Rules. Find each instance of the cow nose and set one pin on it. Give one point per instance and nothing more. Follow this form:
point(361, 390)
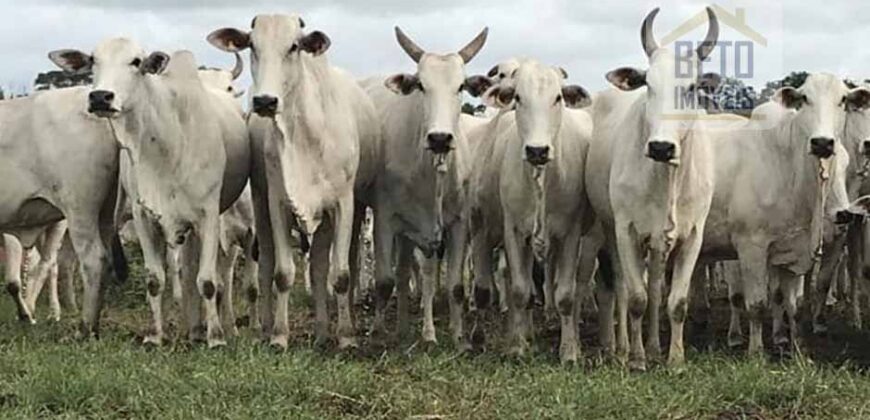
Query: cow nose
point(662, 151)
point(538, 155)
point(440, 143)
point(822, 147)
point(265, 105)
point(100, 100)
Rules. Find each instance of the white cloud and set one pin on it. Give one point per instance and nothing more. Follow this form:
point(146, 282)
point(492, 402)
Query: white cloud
--
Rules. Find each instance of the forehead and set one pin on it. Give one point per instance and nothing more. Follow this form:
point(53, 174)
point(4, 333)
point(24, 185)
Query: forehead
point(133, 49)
--
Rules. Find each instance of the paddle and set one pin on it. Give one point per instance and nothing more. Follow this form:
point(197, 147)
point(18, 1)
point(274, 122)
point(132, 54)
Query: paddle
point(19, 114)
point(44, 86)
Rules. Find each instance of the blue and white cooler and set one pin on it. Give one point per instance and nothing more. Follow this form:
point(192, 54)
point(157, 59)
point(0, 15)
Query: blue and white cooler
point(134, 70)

> Work to be completed
Note each line of the entries that has "Follow" in it, and copy those lines.

> Task output
Rules. Find each instance of the cow nose and set one pin on it. Give one point per instance and nothing more. Follow this form:
Rules. Find each instance of the white cloud and set one pin on it. Give one point per instance and nothing more. Follow this form:
Rules. Find each instance of the forehead and set one pin on it. Give one point per instance and nothing more. Follow this form:
Rules. Find each instance of the paddle and set one pin on it. Give one point per instance and nothing more. Follow this form:
Rules. Find each instance of the blue and white cooler and set one pin on it. Give one point per instance and nothing more. Follow this form:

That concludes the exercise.